## EXERCISE INSTRUCTIONS:
Output every entry below exactly as it is written.

(LISTED ENTRIES)

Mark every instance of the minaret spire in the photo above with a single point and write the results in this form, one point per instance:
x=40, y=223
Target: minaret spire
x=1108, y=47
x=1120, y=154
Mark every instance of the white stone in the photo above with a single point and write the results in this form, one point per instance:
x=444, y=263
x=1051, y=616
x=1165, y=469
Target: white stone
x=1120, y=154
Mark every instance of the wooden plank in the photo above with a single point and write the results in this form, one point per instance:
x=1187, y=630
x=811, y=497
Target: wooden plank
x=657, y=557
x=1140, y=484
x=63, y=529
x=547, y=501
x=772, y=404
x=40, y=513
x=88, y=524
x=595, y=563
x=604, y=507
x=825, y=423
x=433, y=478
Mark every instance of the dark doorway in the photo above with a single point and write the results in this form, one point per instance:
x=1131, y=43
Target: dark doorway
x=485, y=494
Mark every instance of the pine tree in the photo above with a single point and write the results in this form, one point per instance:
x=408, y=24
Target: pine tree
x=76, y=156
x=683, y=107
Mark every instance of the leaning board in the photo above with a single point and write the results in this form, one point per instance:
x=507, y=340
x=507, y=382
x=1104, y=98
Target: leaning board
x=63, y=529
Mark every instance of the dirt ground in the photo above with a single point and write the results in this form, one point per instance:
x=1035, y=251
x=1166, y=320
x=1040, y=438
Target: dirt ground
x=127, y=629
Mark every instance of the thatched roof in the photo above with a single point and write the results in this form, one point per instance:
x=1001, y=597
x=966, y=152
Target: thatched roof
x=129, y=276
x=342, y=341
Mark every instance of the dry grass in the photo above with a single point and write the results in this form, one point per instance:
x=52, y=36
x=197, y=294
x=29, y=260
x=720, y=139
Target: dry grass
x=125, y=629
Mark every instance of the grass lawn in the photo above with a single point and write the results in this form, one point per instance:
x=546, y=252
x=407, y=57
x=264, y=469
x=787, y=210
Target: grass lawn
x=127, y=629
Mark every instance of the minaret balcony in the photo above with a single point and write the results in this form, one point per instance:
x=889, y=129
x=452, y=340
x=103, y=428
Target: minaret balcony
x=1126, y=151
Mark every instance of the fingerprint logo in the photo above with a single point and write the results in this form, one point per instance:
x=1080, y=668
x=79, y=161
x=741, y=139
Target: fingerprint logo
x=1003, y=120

(End LISTED ENTRIES)

## WRITTEN RESPONSE:
Mark every instance of the minaret spire in the photo above with a single point and write the results in this form, one point per instance:
x=40, y=223
Target: minaret spire
x=1108, y=47
x=1120, y=154
Mark every instance of the white stone in the photo above with a single point and write the results in this form, one point per instance:
x=444, y=263
x=1051, y=616
x=1165, y=469
Target: white stone
x=1120, y=154
Mark every instance of the wooden plank in the photo above with a single point and write the results in this form, one point per instance:
x=1187, y=630
x=811, y=497
Target: wooden plank
x=657, y=557
x=1140, y=484
x=63, y=529
x=547, y=501
x=772, y=404
x=40, y=513
x=88, y=524
x=595, y=563
x=604, y=507
x=825, y=423
x=433, y=478
Mark every instance of the dark doorway in the photo above with a single point and write the results in this form, one point per instance:
x=1131, y=43
Target: dark doorway
x=485, y=494
Mark every instance of the pine tree in the photo above with a single point and write the results in this form, one point per instance:
x=408, y=24
Target: pine tree
x=76, y=156
x=683, y=107
Mark every instance of the leaning board in the photo above with a single point and write the results in this form, one point per instance:
x=507, y=340
x=507, y=382
x=1104, y=98
Target: leaning board
x=63, y=529
Mark every instance of the dirt ground in the photo above with a single point and write the results in this form, one point per instance:
x=1035, y=251
x=1166, y=320
x=1040, y=438
Target: dirt ground
x=127, y=629
Mark every instance of the thatched roof in the photo above with a single point and write the results in this form, one point per instance:
x=1001, y=597
x=966, y=152
Target: thatched roof
x=129, y=276
x=342, y=341
Mark every instance of the dry grass in the photo above with a single point and write the results in this form, one point per instance:
x=52, y=36
x=197, y=294
x=29, y=260
x=720, y=139
Target: dry grass
x=125, y=629
Mark every instance of the grass lawn in the photo above with a single point and write the results in this form, one point per instance:
x=546, y=252
x=407, y=57
x=264, y=469
x=787, y=210
Target: grass lawn
x=127, y=629
Mark every instance of the minaret balcony in the photo above with a single point and write the results in this form, one point per instance:
x=889, y=129
x=452, y=340
x=103, y=428
Target: minaret balcony
x=1126, y=151
Mark every instance of the fingerprint logo in the photo above with a single point and write the results in this form, one point per instance:
x=1080, y=668
x=79, y=161
x=741, y=139
Target: fingerprint logo
x=1003, y=120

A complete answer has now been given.